## GIVEN PROBLEM
Format the stretch from the line containing "target: blue sky" through the line containing "rule: each instance of the blue" as a numbered list, leaving out any blank lines.

## DATA EXCERPTS
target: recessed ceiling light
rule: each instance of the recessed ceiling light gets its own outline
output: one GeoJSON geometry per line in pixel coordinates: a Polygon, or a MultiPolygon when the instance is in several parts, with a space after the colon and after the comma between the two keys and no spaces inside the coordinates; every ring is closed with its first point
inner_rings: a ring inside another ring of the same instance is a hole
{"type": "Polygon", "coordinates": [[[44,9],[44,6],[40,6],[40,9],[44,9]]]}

---

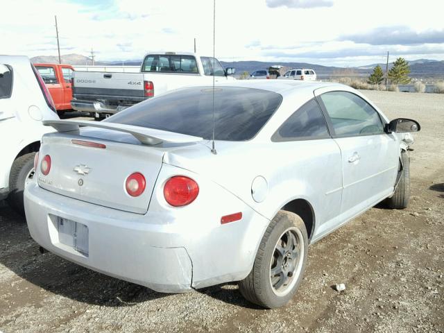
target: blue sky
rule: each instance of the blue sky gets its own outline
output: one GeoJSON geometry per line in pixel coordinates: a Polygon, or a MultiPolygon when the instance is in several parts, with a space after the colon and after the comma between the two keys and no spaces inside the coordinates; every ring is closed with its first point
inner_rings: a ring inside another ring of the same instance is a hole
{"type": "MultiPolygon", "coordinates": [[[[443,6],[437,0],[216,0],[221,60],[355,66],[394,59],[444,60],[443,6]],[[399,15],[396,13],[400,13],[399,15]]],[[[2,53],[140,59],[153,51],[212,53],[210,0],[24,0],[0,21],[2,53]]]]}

## WORKED ANSWER
1. target: blue sky
2. rule: each instance of the blue sky gets its own outline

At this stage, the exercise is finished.